* **Written request**: Please turn every one of the entries below into a JSON list of strings, one string per line, with blank lines omitted and the pictures left out.

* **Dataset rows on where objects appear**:
____________

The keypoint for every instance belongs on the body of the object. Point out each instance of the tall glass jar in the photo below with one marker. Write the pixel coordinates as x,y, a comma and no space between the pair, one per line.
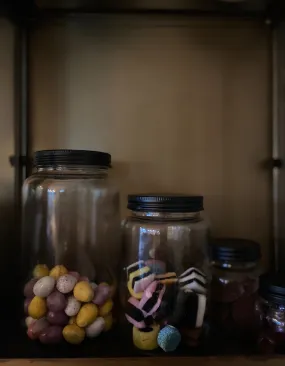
71,245
272,306
166,270
234,289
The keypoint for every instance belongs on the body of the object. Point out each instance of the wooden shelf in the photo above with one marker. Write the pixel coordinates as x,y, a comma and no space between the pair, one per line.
147,361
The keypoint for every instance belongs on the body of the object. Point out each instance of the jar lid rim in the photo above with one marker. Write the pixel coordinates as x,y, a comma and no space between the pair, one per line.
156,202
63,157
235,250
272,287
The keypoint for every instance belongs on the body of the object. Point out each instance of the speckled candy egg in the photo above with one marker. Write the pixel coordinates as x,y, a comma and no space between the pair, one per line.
56,301
51,335
96,328
58,271
44,286
37,308
73,334
40,270
83,291
57,318
37,327
72,307
29,288
66,283
29,321
106,308
87,315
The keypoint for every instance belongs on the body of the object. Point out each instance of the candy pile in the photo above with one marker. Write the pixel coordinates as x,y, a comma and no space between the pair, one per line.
62,304
162,303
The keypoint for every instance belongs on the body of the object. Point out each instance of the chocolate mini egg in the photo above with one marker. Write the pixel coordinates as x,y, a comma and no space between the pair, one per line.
73,334
73,306
40,270
44,286
146,338
37,308
51,335
57,318
66,283
29,288
56,301
58,271
87,315
102,294
96,328
83,291
106,308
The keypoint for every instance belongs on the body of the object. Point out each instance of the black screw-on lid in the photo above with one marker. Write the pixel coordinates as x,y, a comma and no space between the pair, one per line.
272,287
235,250
71,157
165,203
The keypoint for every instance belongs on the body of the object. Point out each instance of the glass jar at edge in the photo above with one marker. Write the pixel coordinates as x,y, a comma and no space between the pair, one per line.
234,313
71,245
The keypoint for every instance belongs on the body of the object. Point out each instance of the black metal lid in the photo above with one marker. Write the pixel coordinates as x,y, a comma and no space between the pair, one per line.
71,157
165,203
272,287
235,250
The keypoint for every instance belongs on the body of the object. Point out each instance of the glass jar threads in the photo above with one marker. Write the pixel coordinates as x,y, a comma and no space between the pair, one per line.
166,270
234,288
71,246
272,307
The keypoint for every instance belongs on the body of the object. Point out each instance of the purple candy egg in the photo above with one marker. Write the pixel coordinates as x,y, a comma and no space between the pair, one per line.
26,305
51,335
57,318
56,301
29,288
75,274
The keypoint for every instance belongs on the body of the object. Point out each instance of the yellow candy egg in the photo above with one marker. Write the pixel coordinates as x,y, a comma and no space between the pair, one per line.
87,315
58,271
73,334
106,308
83,291
108,322
40,270
72,320
37,308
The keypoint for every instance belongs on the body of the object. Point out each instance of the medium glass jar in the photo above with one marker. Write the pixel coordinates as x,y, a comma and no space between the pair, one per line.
234,289
272,306
71,245
166,270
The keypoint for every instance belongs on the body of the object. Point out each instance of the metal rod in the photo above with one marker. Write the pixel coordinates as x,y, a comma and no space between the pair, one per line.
275,147
21,110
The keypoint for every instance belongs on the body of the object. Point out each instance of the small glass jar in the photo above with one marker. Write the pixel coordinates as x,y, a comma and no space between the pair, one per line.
272,307
234,289
166,272
71,246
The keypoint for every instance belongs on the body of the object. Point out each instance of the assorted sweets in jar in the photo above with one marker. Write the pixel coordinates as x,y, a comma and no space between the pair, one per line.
234,312
272,308
71,246
166,273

____________

* **Complete response**:
[
  "The keypoint for every instance belongs on the body of the object. Point out each instance of the tall glass jar in the photo below with one marker. Write the pixel coordinates as x,y, a comma and no space between the pair, one per line.",
  "71,245",
  "272,306",
  "166,270",
  "234,289",
  "The keypoint for every instance belongs on the body of the object. Point out each instance of the wooden shelf in the photo above with one marker. Write the pixel coordinates as x,y, a comma and no space between the pair, one per line.",
  "147,361",
  "The keypoint for every instance belongs on the body of the object. Point out each instance of the jar lid rim in the photo above with one marker. Write the pixel coordinates as x,y, a comma and no space between the pair, one per line.",
  "156,202",
  "63,157",
  "235,250",
  "272,287",
  "The keypoint for every instance belongs on the body of the object. Point out each instance of the speckled candy egg in the photo above with one marker. Write the pixel coordinates as x,y, a comma and no space between the pair, one per line.",
  "56,301",
  "51,335",
  "96,328",
  "58,271",
  "44,286",
  "37,308",
  "73,334",
  "40,270",
  "83,291",
  "57,318",
  "37,327",
  "72,307",
  "29,288",
  "66,283",
  "29,321",
  "106,308",
  "87,315",
  "The keypoint for every instance belongs on the body of the object. Point out each instance of the candy pile in the photo above with one marker. Write the pixel coordinates as x,y, a comma and no space between the pair, one per line.",
  "62,304",
  "162,303",
  "The keypoint for every instance belongs on the body of the object. Point out each instance of the chocolate mini egg in the photo above with one marker. Write the pixel coordinates as x,y, a comma and no space between the pair, one per line.",
  "73,334",
  "73,306",
  "40,270",
  "44,286",
  "146,338",
  "37,308",
  "51,335",
  "57,318",
  "66,283",
  "29,288",
  "56,301",
  "58,271",
  "87,315",
  "102,294",
  "96,328",
  "83,291",
  "106,308",
  "The keypoint for every instance belongs on the body of the object. Point out each instance of the black screw-on lid in the photo above with one marker. Write the pixel coordinates as x,y, a comma and no space between the pair, one per line.",
  "272,287",
  "235,250",
  "71,157",
  "165,203",
  "The keypoint for every instance belongs on the body of the object. Point out each instance of the glass jar at edge in the photo above with one marker. Write the pixel coordinates as x,y, a comma and no space between the pair, one per line.",
  "234,313",
  "71,245",
  "The keypoint for every instance belongs on the body of the object. Point out each instance of the black metal lid in the photo above with one marker. Write the pixel coordinates as x,y, a comma and no space between the pair, one per line.",
  "71,157",
  "165,203",
  "272,287",
  "235,250",
  "The keypoint for every instance belongs on the body of the object. Point out each instance of the glass jar threads in the photo above with one marker. Write the pixel coordinates as x,y, a comma and no space between the pair, one per line.",
  "166,270",
  "234,288",
  "71,246",
  "272,307",
  "The keypoint for every instance belongs on the body of the object. Point out each instance of the purple candy egg in the photo above with one marker. Write the pixel coordinates as x,y, a comma and no space between the pair, one per line.",
  "26,305",
  "51,335",
  "57,318",
  "56,301",
  "29,288",
  "75,274",
  "The keypoint for every instance belongs on the body of the object. Point out each instance of the yellow candy egg in the photo above with one marker. Write the pixel coordinates as x,y, a comma and no space between the pair, one per line.",
  "87,315",
  "58,271",
  "73,334",
  "106,308",
  "83,291",
  "108,322",
  "40,270",
  "72,320",
  "37,308",
  "The keypoint for every instance belongs on the body of the object. Point out each instance of the medium glass jar in the photo above with one marker. Write the pixel coordinates as x,y, a comma and no space between the pair, one per line.",
  "234,289",
  "272,306",
  "71,245",
  "166,270",
  "The keypoint for every instance belongs on the body of the object. Point out each instance of the metal rod in the photo above with one marker. Write the pixel coordinates as x,y, a comma and no space between the pair, one per line.",
  "275,147",
  "21,110",
  "The keypoint for every instance belongs on the body of the object. Point out each instance of the small glass jar in the photo above with one marker. Write the pixel coordinates as x,y, a comma and no space between the pair, one per line.",
  "272,307",
  "234,289",
  "166,272",
  "71,246",
  "The keypoint for every instance belongs on the body of the object. Point out each instance of the assorted sweets in jar in the photo above with one marker. Write the pixel coordinates as x,y, a comma and no space between the pair, one per line.",
  "234,312",
  "272,308",
  "71,246",
  "166,273"
]